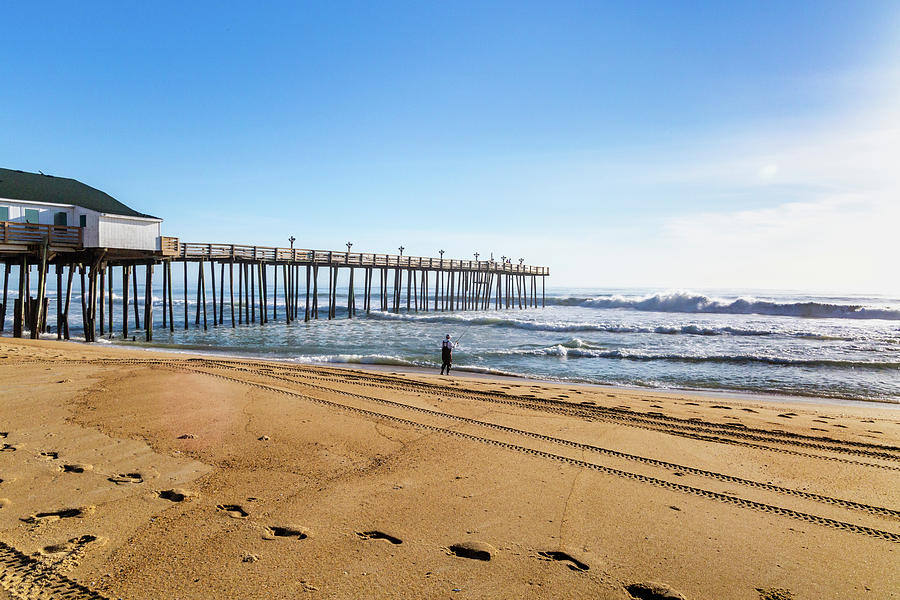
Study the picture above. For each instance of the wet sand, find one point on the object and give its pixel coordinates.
(138, 474)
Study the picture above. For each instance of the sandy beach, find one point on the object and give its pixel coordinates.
(135, 474)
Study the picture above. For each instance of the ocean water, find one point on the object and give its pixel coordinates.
(725, 340)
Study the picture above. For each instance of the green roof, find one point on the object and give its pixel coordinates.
(37, 187)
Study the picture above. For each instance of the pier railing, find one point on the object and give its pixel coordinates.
(33, 233)
(235, 252)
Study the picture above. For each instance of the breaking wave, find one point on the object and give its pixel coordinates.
(579, 349)
(570, 327)
(686, 302)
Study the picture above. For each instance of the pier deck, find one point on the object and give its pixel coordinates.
(435, 284)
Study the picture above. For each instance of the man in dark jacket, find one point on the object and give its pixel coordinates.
(446, 354)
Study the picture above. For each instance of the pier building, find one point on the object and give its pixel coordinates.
(58, 222)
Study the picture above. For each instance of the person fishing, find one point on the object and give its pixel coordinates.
(447, 346)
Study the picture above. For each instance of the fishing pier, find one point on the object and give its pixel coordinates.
(263, 283)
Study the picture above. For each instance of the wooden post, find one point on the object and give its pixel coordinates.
(201, 290)
(148, 304)
(306, 312)
(247, 295)
(212, 280)
(171, 303)
(351, 299)
(222, 293)
(330, 284)
(240, 293)
(137, 319)
(316, 291)
(165, 294)
(368, 290)
(84, 313)
(58, 302)
(102, 306)
(252, 299)
(199, 293)
(185, 295)
(109, 287)
(286, 279)
(263, 303)
(126, 272)
(36, 325)
(6, 268)
(90, 330)
(68, 299)
(19, 318)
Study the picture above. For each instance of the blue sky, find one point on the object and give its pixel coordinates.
(666, 144)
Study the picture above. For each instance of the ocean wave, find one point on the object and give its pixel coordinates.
(569, 327)
(686, 302)
(570, 350)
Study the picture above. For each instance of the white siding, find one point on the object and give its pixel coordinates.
(101, 230)
(45, 211)
(116, 231)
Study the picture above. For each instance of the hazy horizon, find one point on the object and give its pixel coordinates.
(750, 147)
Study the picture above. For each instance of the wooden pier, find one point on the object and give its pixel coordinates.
(263, 283)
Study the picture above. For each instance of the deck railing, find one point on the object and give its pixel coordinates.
(347, 259)
(33, 233)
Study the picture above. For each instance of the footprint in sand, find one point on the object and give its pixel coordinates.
(474, 550)
(66, 513)
(70, 546)
(378, 535)
(233, 510)
(571, 562)
(774, 594)
(77, 468)
(176, 495)
(126, 478)
(652, 590)
(275, 532)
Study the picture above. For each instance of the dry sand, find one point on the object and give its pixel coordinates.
(148, 475)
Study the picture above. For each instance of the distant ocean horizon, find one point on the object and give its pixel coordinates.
(783, 343)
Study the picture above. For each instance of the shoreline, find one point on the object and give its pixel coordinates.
(723, 394)
(151, 474)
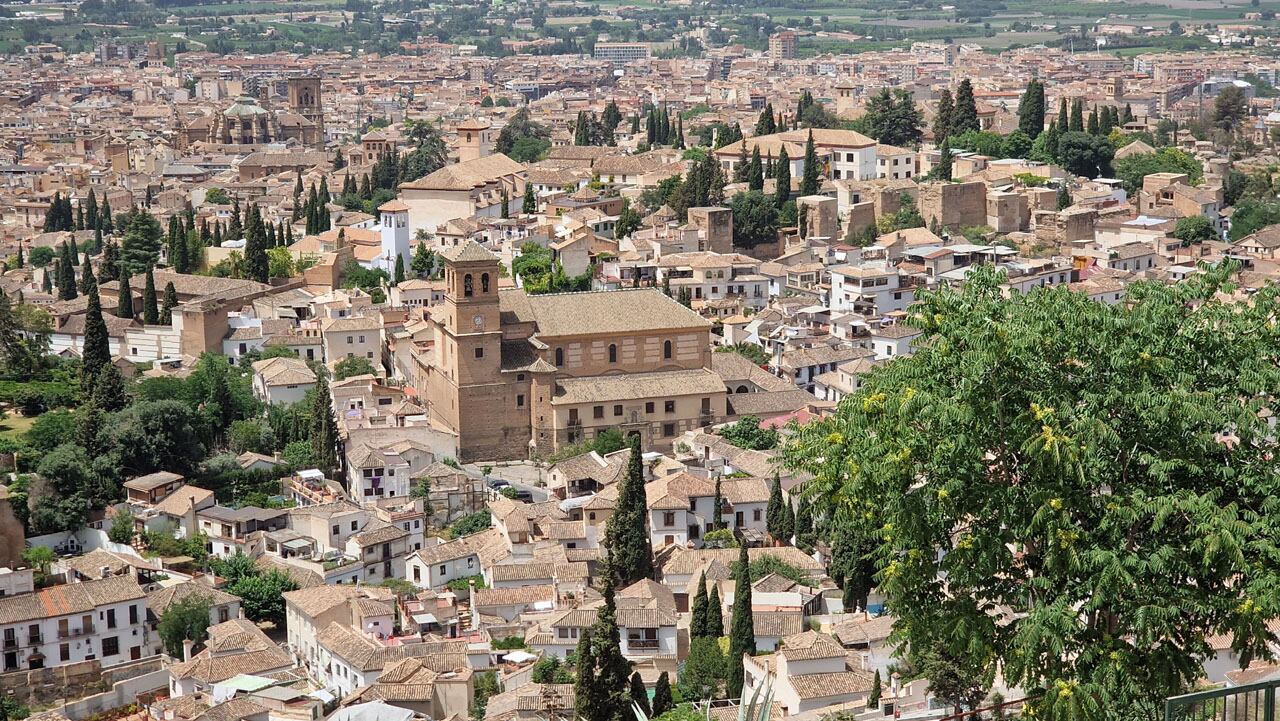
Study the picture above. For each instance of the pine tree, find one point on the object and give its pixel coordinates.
(170, 301)
(755, 172)
(150, 307)
(626, 534)
(809, 181)
(965, 114)
(773, 515)
(640, 694)
(942, 118)
(530, 205)
(782, 194)
(662, 698)
(96, 350)
(698, 620)
(324, 429)
(741, 634)
(124, 309)
(714, 614)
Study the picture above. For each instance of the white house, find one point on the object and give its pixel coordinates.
(282, 380)
(103, 620)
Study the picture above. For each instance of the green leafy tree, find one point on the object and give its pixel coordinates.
(741, 631)
(186, 619)
(1089, 491)
(122, 528)
(1194, 229)
(748, 433)
(640, 694)
(1133, 168)
(626, 534)
(755, 219)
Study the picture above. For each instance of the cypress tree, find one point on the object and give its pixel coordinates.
(718, 510)
(773, 514)
(640, 694)
(662, 699)
(714, 614)
(324, 429)
(804, 525)
(96, 351)
(809, 181)
(65, 274)
(626, 534)
(530, 205)
(586, 689)
(741, 634)
(124, 309)
(612, 669)
(782, 194)
(942, 118)
(755, 172)
(109, 395)
(170, 301)
(105, 219)
(965, 114)
(741, 169)
(698, 621)
(1031, 109)
(150, 307)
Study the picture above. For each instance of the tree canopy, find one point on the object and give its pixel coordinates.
(1068, 489)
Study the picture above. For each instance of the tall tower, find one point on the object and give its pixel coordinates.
(467, 388)
(305, 100)
(394, 234)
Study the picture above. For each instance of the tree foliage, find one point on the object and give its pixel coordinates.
(1066, 489)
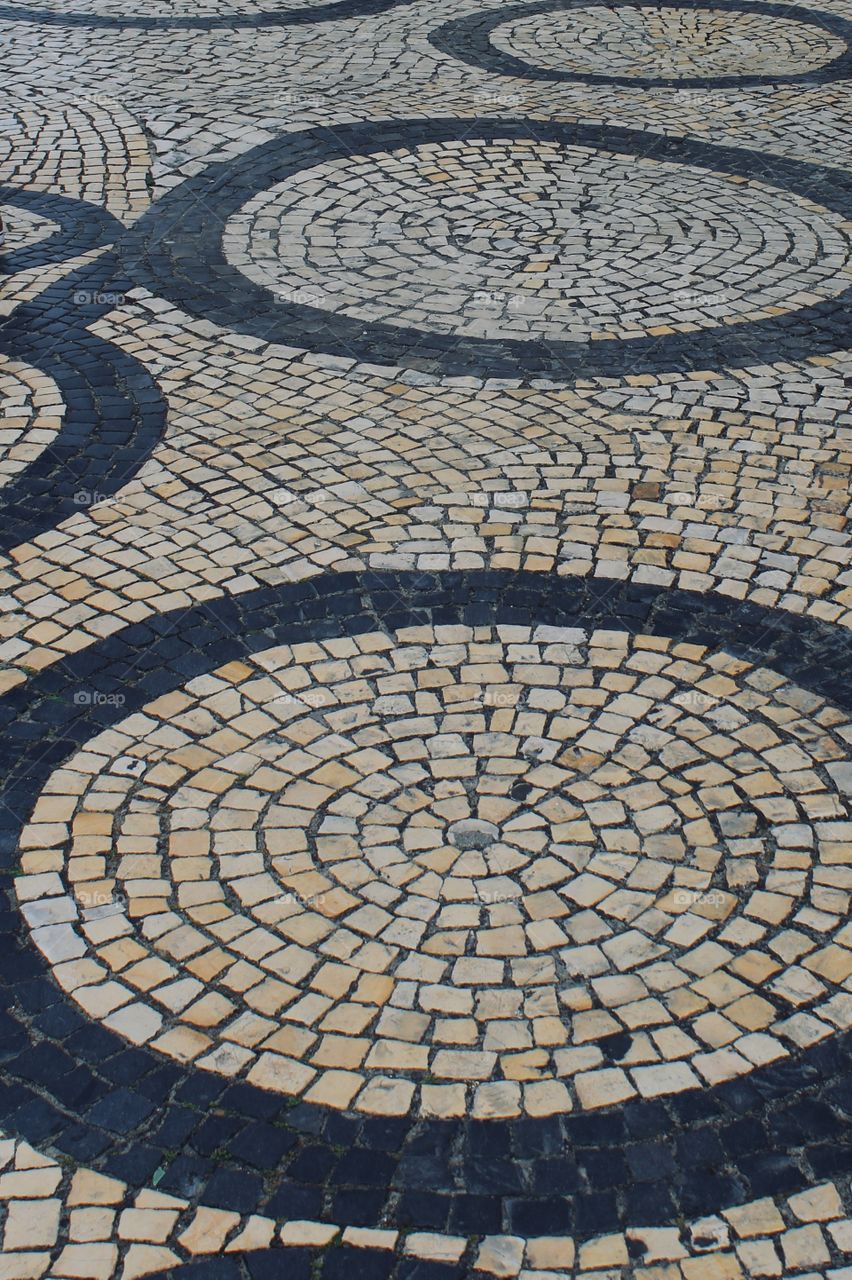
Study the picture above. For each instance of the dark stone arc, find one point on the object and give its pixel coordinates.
(470, 40)
(127, 1110)
(334, 9)
(114, 411)
(82, 227)
(187, 265)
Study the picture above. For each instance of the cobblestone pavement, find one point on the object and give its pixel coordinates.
(425, 607)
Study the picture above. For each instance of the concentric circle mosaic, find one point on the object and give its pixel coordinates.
(520, 248)
(537, 241)
(654, 45)
(494, 858)
(134, 923)
(425, 721)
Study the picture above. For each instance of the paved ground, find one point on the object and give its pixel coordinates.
(425, 714)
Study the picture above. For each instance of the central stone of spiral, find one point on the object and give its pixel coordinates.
(473, 833)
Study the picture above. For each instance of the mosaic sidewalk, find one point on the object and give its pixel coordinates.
(425, 640)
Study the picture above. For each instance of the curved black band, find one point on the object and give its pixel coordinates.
(114, 411)
(334, 10)
(128, 1111)
(187, 265)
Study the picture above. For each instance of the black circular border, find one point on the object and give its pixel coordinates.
(127, 1111)
(175, 251)
(114, 411)
(470, 40)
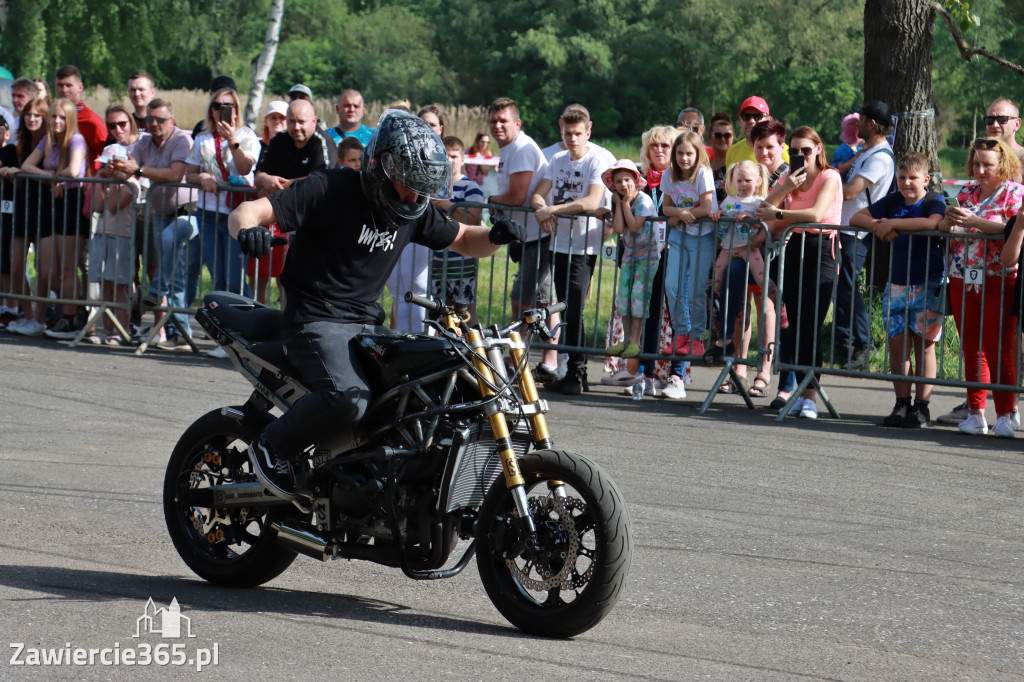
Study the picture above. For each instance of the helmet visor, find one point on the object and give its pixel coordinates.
(428, 177)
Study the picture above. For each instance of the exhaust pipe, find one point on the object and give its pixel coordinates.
(303, 539)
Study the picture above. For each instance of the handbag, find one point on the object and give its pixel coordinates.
(235, 199)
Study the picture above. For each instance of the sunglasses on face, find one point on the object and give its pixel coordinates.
(1001, 120)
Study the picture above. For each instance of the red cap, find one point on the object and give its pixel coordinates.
(755, 102)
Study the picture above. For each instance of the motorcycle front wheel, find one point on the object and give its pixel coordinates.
(569, 581)
(227, 547)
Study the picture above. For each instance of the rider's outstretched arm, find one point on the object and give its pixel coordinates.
(250, 214)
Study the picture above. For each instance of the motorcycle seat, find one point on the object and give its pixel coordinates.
(253, 321)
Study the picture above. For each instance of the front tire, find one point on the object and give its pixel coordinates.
(570, 581)
(231, 548)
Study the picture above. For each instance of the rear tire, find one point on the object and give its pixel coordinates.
(230, 548)
(570, 582)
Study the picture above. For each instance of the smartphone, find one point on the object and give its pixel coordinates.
(226, 114)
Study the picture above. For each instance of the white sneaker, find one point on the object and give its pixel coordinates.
(797, 407)
(956, 415)
(675, 390)
(974, 425)
(29, 328)
(621, 378)
(810, 410)
(1004, 427)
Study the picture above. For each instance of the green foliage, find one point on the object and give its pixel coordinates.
(633, 62)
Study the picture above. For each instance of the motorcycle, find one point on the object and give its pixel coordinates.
(455, 446)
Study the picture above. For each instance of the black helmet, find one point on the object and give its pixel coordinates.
(403, 148)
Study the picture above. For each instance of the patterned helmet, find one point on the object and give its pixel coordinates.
(403, 150)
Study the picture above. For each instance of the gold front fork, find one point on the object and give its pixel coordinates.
(498, 424)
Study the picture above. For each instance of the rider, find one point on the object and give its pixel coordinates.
(350, 228)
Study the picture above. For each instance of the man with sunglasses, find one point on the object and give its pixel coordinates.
(1003, 120)
(868, 180)
(160, 157)
(752, 112)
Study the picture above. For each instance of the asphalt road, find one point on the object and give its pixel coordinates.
(809, 550)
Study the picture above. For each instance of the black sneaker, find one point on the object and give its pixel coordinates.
(567, 385)
(65, 329)
(544, 375)
(275, 473)
(918, 417)
(898, 415)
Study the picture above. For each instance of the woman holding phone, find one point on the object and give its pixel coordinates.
(222, 157)
(811, 192)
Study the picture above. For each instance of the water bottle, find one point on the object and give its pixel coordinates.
(639, 386)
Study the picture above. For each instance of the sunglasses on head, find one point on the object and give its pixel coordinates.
(1001, 120)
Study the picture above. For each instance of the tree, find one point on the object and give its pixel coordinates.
(264, 62)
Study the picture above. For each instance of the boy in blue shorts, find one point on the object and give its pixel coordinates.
(911, 303)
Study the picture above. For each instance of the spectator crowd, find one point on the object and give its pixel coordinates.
(696, 229)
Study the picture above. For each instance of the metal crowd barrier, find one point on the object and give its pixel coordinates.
(972, 299)
(173, 248)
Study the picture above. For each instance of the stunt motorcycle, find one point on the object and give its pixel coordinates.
(454, 448)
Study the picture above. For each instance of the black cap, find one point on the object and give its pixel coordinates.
(221, 82)
(879, 112)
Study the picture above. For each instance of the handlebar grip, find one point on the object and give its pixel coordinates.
(432, 305)
(557, 307)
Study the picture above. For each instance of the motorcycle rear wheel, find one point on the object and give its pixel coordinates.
(246, 552)
(570, 582)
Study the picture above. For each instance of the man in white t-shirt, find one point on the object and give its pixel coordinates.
(572, 185)
(868, 180)
(520, 168)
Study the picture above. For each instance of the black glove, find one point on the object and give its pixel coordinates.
(255, 242)
(506, 230)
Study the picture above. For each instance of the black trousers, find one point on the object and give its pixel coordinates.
(809, 276)
(572, 273)
(323, 353)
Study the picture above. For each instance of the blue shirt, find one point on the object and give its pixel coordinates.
(925, 255)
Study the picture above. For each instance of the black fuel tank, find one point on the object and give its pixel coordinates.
(391, 356)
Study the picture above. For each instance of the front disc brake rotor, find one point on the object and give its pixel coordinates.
(542, 510)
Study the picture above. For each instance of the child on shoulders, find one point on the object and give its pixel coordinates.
(911, 302)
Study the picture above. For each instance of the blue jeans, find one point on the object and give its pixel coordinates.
(173, 245)
(221, 255)
(855, 333)
(687, 272)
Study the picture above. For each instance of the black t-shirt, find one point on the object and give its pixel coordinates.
(282, 158)
(340, 256)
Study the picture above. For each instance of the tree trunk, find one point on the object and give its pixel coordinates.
(898, 37)
(263, 64)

Task to carry out: Revise the records from the line containing "Study the picture above. For each instance of the handlebar" through their end, changing "black trousers" to "dark trousers" and keeping everything else the same.

Task output:
Study the picture above. For each instance of the handlebar grip, find one point on the object and give its pixel coordinates.
(432, 305)
(557, 307)
Study the picture above. For each instance of the motorcycle rear wheel, find one point on the object and give its pixel coordinates.
(246, 552)
(570, 582)
Study the picture above. For each instance of the man in white t-shirt, find one point on the object and give its pixel coordinates.
(572, 185)
(868, 180)
(520, 168)
Study the picture above. For each instance of the black glove, find one point on the object and give its pixel coordinates.
(255, 242)
(506, 230)
Study the picture above. For each instance of the dark trousers, find one point on the object and give its pixel coordinates.
(809, 276)
(572, 273)
(323, 353)
Study the picture above. For each instance of the blue shirt, find one point on the object and give its pixel coordinates.
(925, 255)
Study the picture above. For each instance of the black fuel tank, find one point on the object and give its pixel coordinates.
(391, 356)
Study the picture above. For each instance of the front disc brake rotor, find one point on the object and give its pixel coordinates.
(542, 510)
Study the picture above. For each instance of the child on shoulders, find one point on the object and give its pixel coordinates.
(911, 302)
Study the picture above. For each instance of the blue jeans, find one point on the object and give its pixel coordinates.
(173, 245)
(221, 255)
(855, 333)
(687, 272)
Study the picture above. For each instance of the black t-shirt, find one point on the object and give its pixel coordinates.
(282, 158)
(340, 256)
Study the picture above. For each instance of the tree trunk, find one point on the object and give its pixel coordinates.
(898, 37)
(263, 64)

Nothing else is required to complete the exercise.